Tasks to perform:
a. In the legal argument, condense the paragraph beginning "The trial court erred when it violated" into a short bulleted list that keeps its main facts.
b. According to the legal argument, what kind of error did the trial court's suspension of deliberations constitute?
c. Summarize the legal argument in two sentences.

Text segment:
◇ ◇ ◇
THE TRIAL COURT ERRED AND VIOLATED CRIMINAL PROCEDURE LAW 310.10(2)S CONTINUOUS DELIBERATIONS MANDATE BY SUSPENDING JURY DELIBERATIONS FOR MORE THAN 24 HOURS WITHOUT MANIFEST NECESSITY.
The trial court erred when it violated the continuous deliberations mandate of Criminal Procedure Law 310.10(2) and suspended jury deliberations for more than 24 hours where there was no manifest necessity and no intervening weekend or holiday. The lower courts violation of this rule violated Criminal Procedure Law and undermined the validity of the verdict when it suspended jury deliberations for more than 24 hours. Additionally, the trial courts error constituted a mode of proceedings error because it created variance with a basic mandate of law that irreparably tainted the entire trial. The conviction should therefore be vacated and this case remanded to the trial court for a new trial.
◇ ◇ ◇
Data lines:
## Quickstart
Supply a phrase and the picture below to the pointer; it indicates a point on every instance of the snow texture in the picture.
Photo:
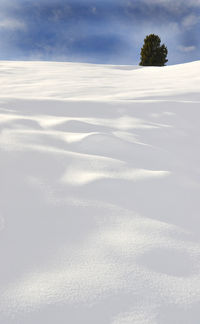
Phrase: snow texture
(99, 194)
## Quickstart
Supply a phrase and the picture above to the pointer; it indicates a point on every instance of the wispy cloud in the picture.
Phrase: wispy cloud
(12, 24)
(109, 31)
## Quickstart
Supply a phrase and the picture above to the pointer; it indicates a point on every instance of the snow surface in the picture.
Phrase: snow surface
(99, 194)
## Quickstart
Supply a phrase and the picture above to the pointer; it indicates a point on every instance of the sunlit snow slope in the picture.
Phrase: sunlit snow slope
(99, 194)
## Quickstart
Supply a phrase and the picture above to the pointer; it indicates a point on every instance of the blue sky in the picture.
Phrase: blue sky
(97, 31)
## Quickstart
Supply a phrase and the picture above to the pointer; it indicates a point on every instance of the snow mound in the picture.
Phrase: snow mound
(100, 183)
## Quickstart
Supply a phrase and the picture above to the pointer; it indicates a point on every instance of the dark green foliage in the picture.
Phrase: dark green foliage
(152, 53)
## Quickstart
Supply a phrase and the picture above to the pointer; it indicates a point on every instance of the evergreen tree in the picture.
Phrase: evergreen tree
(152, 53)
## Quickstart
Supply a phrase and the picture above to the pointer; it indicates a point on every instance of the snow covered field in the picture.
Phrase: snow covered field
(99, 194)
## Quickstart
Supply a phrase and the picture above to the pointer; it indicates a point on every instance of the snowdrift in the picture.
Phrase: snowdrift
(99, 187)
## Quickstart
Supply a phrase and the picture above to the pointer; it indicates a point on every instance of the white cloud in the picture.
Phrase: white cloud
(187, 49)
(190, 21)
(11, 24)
◇ ◇ ◇
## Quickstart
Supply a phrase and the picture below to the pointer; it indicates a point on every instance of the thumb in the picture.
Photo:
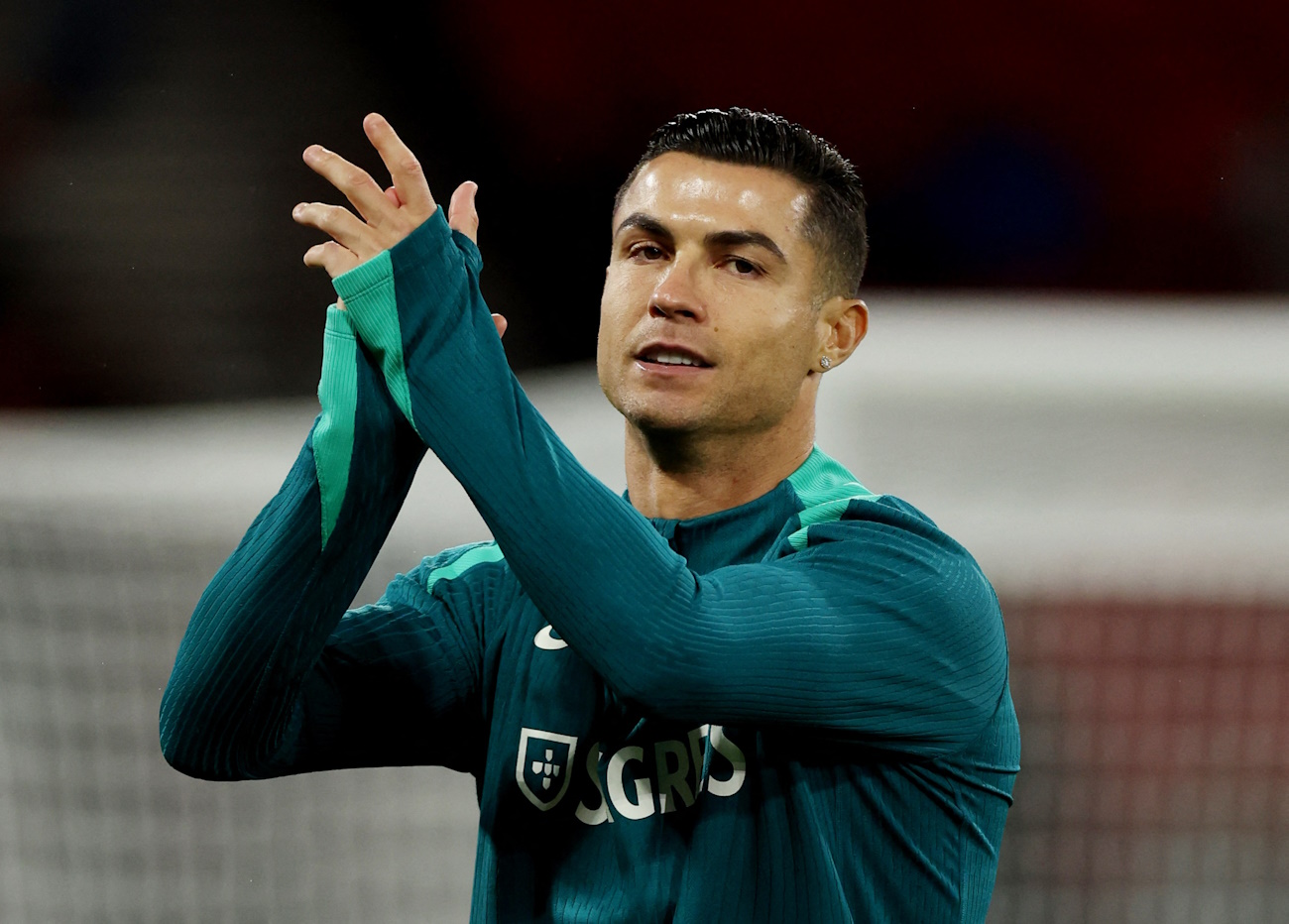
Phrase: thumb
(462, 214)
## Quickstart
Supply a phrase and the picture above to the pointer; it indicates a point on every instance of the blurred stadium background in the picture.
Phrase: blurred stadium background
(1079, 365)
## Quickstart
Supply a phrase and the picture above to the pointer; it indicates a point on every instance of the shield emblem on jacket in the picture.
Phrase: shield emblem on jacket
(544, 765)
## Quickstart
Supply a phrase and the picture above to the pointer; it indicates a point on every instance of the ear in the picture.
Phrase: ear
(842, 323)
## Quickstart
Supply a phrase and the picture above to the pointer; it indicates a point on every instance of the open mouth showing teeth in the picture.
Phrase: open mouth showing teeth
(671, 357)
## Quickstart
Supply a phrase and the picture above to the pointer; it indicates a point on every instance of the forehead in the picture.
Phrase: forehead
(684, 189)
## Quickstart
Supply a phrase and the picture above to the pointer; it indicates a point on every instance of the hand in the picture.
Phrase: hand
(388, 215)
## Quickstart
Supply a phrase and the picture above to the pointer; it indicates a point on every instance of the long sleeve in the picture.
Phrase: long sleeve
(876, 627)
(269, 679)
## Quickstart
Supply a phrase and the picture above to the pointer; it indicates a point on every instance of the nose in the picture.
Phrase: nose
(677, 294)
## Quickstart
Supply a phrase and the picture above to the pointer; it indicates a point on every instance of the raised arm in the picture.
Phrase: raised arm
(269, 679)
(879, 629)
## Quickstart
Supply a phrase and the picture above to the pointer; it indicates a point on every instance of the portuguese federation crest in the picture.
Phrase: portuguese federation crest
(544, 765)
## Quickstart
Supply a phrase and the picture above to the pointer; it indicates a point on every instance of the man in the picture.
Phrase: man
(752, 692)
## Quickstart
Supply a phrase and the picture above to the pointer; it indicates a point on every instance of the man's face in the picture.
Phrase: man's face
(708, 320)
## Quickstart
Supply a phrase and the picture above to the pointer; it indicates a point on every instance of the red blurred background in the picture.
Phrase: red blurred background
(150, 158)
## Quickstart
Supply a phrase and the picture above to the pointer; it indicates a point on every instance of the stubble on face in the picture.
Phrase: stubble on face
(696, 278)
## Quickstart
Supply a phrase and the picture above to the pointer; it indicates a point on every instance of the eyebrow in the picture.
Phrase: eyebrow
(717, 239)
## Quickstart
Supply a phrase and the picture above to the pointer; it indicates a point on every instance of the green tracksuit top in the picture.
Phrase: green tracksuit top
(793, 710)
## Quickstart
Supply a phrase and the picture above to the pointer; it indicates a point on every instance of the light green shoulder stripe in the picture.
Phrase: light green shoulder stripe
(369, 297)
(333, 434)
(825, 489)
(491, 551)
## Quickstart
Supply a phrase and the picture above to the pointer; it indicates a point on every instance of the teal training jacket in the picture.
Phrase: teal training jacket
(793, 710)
◇ ◇ ◇
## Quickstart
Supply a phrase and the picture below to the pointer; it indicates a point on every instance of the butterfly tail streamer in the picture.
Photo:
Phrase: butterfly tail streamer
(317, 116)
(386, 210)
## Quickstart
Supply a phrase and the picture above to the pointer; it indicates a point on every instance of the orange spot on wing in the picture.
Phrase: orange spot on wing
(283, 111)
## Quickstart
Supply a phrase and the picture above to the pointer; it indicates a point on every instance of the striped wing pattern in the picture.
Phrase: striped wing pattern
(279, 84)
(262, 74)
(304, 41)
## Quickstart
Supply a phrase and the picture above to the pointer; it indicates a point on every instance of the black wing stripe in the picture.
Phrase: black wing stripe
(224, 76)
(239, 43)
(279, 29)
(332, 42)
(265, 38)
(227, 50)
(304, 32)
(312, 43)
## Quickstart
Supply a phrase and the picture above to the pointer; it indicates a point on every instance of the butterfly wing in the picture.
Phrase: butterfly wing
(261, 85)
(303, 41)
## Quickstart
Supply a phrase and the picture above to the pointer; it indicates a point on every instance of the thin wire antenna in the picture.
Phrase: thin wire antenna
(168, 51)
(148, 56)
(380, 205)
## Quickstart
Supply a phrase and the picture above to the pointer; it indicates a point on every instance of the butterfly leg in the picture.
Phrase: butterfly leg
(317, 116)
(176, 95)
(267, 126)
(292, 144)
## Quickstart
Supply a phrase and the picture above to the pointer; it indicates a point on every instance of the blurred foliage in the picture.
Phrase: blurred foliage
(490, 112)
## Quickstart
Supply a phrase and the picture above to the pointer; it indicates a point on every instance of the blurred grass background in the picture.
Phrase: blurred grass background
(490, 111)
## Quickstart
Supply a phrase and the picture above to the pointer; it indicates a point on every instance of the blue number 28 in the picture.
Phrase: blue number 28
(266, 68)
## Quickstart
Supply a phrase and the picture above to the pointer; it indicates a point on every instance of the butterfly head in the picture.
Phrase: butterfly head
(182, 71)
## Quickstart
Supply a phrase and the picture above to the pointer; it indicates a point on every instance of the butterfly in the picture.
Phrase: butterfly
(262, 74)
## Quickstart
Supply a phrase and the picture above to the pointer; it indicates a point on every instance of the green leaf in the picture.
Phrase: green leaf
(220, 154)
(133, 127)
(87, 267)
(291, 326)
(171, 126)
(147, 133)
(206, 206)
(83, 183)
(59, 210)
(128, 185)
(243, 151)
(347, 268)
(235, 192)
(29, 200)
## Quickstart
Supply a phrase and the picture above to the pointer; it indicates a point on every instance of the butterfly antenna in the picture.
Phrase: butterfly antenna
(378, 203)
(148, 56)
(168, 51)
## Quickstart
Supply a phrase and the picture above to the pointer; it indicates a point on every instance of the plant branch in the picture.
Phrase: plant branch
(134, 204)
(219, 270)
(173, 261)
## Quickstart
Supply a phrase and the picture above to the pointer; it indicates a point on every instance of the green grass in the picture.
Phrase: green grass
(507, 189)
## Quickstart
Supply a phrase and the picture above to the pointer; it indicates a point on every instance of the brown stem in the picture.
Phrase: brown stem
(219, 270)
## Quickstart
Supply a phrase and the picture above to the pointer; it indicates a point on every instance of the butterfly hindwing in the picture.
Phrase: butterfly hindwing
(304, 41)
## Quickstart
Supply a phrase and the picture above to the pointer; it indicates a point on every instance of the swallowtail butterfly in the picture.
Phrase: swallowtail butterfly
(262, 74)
◇ ◇ ◇
Answers by task:
a.
- The trial court suspended jury deliberations for more than 24 hours, violating the continuous deliberations mandate of Criminal Procedure Law 310.10(2).
- There was no manifest necessity and no intervening weekend or holiday.
- The violation undermined the validity of the verdict.
- It was a mode of proceedings error that irreparably tainted the entire trial.
- The conviction should be vacated and the case remanded for a new trial.

b. It constituted a mode of proceedings error.

c. The trial court violated the continuous deliberations mandate of Criminal Procedure Law 310.10(2) by suspending jury deliberations for more than 24 hours without manifest necessity or an intervening weekend or holiday. This mode of proceedings error irreparably tainted the trial, so the conviction should be vacated and the case remanded for a new trial.